- Text excerpt -

:::::

Causal Inference for ML

Name: causal-inference-ml
Rating: 88
Author: jlaws

Method Selection Decision Table

Scenario	Key Assumption	Method	Library
RCT / A/B test	Randomization	Difference-in-means	scipy
Observational, known confounders	Unconfoundedness	T/S/X-Learner, CausalForestDML	EconML
Observational, high-dim confounders	Unconfoundedness + sparsity	DML (Double ML)	EconML
Selection on observables	Strong ignorability	IPW / Hajek estimator	DoWhy
Unobserved confounders, instrument exists	Valid instrument	IV / 2SLS / DMLIV	EconML
Pre/post with control group	Parallel trends	Difference-in-Differences	statsmodels
Full causal graph validation	Graph structure known	DoWhy (identify, estimate, refute)	DoWhy
Targeting / personalization	Unconfoundedness	Uplift modeling + Qini curves	EconML

DoWhy Pipeline

python

from dowhy import CausalModel

def run_dowhy_pipeline(df, treatment, outcome, confounders,
                       instruments=None, effect_modifiers=None):
    """Full DoWhy pipeline: model, identify, estimate, refute."""

:::::

- Material provided -
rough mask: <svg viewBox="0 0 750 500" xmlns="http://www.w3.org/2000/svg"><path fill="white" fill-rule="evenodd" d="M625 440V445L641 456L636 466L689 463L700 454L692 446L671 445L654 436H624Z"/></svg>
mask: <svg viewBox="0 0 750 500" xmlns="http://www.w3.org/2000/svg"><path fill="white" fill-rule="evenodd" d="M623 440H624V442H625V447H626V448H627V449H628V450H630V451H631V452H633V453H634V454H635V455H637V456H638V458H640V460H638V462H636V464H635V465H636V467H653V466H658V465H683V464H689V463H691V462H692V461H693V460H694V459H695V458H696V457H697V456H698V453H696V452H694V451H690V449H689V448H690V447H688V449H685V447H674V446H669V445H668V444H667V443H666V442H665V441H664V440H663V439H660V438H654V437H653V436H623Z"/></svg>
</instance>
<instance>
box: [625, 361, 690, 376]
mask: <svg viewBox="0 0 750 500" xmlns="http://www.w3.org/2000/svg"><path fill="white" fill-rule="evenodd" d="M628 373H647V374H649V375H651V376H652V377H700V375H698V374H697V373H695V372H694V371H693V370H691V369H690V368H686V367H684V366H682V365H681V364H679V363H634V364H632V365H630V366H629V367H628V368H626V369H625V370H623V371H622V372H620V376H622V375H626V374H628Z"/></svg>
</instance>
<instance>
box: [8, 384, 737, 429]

:::::

- Actions to take -
A – From the method selection table on the causal inference page, list each distinct library named in the Library column.
B – Put every line of the listing that follows the causal inference page into a numbered list, omitting any blank lines.

- Your responses -
A – scipy, EconML, DoWhy, statsmodels

B –
1. rough mask: <svg viewBox="0 0 750 500" xmlns="http://www.w3.org/2000/svg"><path fill="white" fill-rule="evenodd" d="M625 440V445L641 456L636 466L689 463L700 454L692 446L671 445L654 436H624Z"/></svg>
2. mask: <svg viewBox="0 0 750 500" xmlns="http://www.w3.org/2000/svg"><path fill="white" fill-rule="evenodd" d="M623 440H624V442H625V447H626V448H627V449H628V450H630V451H631V452H633V453H634V454H635V455H637V456H638V458H640V460H638V462H636V464H635V465H636V467H653V466H658V465H683V464H689V463H691V462H692V461H693V460H694V459H695V458H696V457H697V456H698V453H696V452H694V451H690V449H689V448H690V447H688V449H685V447H674V446H669V445H668V444H667V443H666V442H665V441H664V440H663V439H660V438H654V437H653V436H623Z"/></svg>
3. </instance>
4. <instance>
5. box: [625, 361, 690, 376]
6. mask: <svg viewBox="0 0 750 500" xmlns="http://www.w3.org/2000/svg"><path fill="white" fill-rule="evenodd" d="M628 373H647V374H649V375H651V376H652V377H700V375H698V374H697V373H695V372H694V371H693V370H691V369H690V368H686V367H684V366H682V365H681V364H679V363H634V364H632V365H630V366H629V367H628V368H626V369H625V370H623V371H622V372H620V376H622V375H626V374H628Z"/></svg>
7. </instance>
8. <instance>
9. box: [8, 384, 737, 429]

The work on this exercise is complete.